The task =>
Quote the data between the lines holding "target: shark's upper jaw" and "POLYGON ((55 84, 45", inclusive, reproducing each line exactly and including nothing else.
====== Dataset entries ======
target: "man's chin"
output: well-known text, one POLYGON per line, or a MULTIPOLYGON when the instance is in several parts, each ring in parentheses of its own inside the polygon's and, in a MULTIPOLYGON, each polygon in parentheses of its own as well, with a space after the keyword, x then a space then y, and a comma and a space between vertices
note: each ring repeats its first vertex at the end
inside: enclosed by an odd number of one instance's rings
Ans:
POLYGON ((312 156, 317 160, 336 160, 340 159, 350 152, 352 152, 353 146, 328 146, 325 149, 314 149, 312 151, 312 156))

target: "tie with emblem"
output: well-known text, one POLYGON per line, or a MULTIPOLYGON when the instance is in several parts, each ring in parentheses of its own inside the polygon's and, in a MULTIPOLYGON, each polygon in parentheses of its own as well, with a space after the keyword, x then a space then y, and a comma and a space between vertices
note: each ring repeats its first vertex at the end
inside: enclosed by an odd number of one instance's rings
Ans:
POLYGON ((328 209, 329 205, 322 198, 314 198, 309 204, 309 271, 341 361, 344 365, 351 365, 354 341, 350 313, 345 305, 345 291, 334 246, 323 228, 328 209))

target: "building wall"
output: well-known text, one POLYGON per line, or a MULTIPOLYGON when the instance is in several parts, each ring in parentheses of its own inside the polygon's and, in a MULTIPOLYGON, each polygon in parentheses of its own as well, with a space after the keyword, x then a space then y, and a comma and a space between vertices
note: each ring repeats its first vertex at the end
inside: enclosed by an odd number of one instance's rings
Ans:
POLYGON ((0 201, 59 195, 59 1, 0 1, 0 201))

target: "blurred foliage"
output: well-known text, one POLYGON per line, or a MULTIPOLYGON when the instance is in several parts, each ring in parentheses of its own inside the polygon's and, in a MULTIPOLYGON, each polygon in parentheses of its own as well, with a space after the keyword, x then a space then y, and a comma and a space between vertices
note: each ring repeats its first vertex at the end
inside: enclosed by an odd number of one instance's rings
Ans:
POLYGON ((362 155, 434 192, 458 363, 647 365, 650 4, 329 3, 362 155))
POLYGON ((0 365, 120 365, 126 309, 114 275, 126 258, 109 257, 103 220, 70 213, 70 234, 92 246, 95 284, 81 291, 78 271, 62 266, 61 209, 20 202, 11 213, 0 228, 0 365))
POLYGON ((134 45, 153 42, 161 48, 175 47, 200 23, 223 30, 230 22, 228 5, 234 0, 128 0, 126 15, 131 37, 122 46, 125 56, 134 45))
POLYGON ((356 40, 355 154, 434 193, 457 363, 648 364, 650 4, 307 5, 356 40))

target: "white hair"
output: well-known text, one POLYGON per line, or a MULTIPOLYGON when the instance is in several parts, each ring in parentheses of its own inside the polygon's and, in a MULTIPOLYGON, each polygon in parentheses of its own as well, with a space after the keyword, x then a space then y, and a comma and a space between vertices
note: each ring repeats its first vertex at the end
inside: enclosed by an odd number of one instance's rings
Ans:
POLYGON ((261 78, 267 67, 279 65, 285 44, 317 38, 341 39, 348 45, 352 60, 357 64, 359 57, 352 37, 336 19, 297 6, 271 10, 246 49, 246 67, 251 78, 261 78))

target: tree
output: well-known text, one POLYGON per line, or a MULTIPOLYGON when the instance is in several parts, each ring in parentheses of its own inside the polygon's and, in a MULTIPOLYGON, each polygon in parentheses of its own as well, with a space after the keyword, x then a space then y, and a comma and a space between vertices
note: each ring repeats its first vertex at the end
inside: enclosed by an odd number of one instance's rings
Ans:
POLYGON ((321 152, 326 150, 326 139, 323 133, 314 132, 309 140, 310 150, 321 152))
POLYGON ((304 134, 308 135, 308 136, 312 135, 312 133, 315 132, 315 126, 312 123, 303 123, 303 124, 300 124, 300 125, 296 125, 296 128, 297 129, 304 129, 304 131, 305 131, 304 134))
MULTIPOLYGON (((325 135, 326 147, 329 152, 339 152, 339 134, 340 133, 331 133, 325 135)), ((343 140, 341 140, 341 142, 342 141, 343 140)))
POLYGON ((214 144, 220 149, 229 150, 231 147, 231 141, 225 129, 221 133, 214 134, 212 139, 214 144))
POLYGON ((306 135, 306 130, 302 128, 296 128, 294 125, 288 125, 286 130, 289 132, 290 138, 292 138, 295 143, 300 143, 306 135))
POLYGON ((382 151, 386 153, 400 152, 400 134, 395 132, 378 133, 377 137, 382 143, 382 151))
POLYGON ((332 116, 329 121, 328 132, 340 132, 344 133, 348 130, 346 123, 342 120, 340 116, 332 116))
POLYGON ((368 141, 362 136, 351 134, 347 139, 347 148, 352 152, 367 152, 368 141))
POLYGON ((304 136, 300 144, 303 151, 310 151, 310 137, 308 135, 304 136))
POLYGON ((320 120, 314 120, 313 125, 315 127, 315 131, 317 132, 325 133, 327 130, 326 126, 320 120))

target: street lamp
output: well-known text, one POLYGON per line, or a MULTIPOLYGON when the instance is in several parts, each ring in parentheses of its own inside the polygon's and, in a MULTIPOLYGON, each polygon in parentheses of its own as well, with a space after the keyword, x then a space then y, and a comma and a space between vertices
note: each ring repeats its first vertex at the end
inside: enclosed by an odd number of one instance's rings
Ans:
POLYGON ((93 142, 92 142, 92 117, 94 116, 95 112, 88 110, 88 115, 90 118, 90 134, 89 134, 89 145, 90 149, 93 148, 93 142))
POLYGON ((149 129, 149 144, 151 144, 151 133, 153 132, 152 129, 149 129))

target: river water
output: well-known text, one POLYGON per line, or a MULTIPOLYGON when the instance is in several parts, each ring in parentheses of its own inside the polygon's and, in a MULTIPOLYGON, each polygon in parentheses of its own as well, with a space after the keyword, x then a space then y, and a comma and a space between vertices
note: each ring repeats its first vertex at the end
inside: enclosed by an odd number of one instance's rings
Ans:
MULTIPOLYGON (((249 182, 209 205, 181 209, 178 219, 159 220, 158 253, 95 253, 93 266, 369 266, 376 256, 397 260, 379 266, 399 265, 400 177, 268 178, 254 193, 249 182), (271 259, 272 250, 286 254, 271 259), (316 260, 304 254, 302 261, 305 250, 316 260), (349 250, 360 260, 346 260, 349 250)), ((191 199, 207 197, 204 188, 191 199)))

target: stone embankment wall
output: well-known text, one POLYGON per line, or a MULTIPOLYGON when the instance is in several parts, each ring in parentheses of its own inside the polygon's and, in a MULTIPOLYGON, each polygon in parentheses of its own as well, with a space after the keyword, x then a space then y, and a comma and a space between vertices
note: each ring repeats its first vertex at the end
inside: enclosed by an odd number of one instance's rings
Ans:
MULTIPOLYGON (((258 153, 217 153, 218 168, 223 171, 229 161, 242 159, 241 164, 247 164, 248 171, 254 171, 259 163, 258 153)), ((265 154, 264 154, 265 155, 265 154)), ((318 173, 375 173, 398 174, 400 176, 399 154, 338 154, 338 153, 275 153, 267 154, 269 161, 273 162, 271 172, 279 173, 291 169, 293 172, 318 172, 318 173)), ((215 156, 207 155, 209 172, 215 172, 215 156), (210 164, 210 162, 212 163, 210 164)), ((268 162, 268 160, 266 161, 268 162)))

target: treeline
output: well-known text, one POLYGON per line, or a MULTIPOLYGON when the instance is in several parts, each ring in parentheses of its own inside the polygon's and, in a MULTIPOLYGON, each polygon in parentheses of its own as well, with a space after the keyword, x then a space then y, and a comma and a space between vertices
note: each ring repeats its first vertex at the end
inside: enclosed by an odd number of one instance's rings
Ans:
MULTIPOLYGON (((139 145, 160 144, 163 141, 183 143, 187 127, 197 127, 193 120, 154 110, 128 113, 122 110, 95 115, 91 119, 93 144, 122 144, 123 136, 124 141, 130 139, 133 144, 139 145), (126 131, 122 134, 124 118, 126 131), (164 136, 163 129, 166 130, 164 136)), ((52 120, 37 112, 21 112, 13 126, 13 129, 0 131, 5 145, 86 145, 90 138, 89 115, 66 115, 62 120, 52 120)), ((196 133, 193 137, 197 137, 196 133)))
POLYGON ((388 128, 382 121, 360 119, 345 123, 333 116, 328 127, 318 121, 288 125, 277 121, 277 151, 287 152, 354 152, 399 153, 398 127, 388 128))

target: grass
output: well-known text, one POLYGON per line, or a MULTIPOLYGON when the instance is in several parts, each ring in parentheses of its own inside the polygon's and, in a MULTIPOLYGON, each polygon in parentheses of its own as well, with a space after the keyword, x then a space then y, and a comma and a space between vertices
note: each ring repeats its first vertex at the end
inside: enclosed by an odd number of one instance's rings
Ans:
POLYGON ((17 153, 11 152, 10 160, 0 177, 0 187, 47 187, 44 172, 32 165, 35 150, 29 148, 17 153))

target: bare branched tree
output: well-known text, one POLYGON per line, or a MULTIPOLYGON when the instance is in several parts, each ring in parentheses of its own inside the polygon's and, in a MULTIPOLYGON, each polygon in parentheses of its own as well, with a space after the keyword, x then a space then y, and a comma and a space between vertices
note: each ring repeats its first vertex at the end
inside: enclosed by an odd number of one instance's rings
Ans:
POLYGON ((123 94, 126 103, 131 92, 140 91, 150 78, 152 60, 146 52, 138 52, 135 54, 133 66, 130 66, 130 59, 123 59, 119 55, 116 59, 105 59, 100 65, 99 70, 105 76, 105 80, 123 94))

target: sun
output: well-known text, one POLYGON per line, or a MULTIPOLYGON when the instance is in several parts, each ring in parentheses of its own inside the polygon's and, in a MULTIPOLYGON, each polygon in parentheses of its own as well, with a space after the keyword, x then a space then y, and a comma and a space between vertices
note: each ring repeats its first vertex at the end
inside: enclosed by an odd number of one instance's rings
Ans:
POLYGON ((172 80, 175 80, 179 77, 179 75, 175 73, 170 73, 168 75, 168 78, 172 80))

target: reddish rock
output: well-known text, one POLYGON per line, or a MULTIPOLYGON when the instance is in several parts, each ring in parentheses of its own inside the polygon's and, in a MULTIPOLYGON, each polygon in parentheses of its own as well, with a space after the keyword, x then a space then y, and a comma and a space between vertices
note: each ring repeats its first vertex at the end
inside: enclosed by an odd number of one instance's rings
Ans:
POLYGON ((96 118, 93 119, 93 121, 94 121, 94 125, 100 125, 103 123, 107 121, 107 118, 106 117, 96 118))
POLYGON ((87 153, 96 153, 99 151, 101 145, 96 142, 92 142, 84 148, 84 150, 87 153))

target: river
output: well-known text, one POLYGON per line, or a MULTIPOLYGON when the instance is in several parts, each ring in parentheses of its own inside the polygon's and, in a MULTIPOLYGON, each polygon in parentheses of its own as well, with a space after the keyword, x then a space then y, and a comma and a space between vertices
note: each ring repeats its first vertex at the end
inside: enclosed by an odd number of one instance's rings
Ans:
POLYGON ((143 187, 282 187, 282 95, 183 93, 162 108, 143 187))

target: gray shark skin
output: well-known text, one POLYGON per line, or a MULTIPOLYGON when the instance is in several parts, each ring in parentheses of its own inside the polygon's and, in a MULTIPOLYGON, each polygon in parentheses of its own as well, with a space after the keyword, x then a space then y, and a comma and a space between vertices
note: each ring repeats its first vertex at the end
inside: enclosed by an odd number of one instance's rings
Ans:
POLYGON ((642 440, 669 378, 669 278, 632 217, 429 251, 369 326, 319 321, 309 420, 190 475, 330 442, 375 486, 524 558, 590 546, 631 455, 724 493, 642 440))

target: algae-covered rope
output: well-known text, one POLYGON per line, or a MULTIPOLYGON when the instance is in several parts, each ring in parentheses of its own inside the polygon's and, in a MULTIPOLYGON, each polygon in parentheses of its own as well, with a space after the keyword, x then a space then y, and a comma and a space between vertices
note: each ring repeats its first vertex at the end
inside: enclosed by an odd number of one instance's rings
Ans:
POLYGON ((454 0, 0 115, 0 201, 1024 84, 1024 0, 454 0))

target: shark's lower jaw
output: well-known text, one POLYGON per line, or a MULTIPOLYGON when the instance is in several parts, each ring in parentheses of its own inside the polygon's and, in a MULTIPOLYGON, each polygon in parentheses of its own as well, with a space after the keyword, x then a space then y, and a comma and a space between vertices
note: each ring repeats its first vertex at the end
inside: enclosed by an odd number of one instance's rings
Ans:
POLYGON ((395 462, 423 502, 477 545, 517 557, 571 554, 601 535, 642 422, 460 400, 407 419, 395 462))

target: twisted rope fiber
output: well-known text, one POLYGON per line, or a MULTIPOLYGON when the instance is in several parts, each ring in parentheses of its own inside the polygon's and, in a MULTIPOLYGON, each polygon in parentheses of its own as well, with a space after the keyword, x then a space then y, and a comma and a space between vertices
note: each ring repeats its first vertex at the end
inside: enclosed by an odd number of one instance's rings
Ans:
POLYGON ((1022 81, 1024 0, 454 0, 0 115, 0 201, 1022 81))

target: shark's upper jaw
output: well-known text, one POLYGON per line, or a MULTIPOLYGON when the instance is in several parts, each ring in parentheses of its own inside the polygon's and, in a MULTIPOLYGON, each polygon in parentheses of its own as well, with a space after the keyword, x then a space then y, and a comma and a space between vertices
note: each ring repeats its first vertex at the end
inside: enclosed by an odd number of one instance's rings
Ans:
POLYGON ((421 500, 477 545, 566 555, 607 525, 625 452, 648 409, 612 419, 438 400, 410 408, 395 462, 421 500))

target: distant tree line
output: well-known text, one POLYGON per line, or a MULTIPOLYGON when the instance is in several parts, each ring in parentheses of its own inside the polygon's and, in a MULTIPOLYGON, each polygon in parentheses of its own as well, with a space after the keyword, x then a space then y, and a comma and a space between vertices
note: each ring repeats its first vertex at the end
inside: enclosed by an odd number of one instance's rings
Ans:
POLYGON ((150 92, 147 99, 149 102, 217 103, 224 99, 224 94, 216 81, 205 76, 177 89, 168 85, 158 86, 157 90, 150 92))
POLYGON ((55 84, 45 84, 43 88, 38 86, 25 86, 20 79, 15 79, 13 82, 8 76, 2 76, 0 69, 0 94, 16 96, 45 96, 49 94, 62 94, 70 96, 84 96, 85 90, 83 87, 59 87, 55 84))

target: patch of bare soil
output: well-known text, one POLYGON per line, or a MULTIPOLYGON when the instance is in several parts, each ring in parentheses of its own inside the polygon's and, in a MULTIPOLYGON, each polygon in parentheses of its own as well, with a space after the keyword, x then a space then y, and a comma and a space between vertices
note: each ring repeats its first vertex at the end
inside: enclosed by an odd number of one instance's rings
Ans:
======
Task solution =>
target: shark's upper jaw
output: well-known text, one POLYGON per line, or a MULTIPOLYGON when the instance is in several parts, each ring in parentheses of its own inside the polygon's and, in a MULTIPOLYGON, each polygon in parentheses of its own as well, with a space after the keyword, x then a space then y, and a comma and a space between vertices
note: each ring repeats its first vertex at the end
inside: enclosed by an odd number of one instance's rings
Ans:
POLYGON ((421 500, 477 545, 566 555, 607 525, 625 452, 648 409, 612 419, 438 400, 410 408, 395 462, 421 500))

target: distant tree line
output: well-known text, one POLYGON per line, or a MULTIPOLYGON when the instance is in several parts, each ring in parentheses of its own inside the polygon's and, in a MULTIPOLYGON, each polygon in parentheses of its own as well, with a space after the keyword, x then a space then y, and a comma and a space between vertices
note: each ring repeats its first vertex at the end
inside: enclosed by an odd number of one instance's rings
Ans:
POLYGON ((150 92, 147 99, 149 102, 217 103, 224 99, 224 94, 216 81, 205 76, 177 89, 168 85, 158 86, 157 90, 150 92))
POLYGON ((55 84, 45 84, 43 88, 38 86, 25 86, 20 79, 15 79, 13 82, 8 76, 2 76, 0 69, 0 94, 16 96, 45 96, 49 94, 62 94, 70 96, 84 96, 85 90, 83 87, 59 87, 55 84))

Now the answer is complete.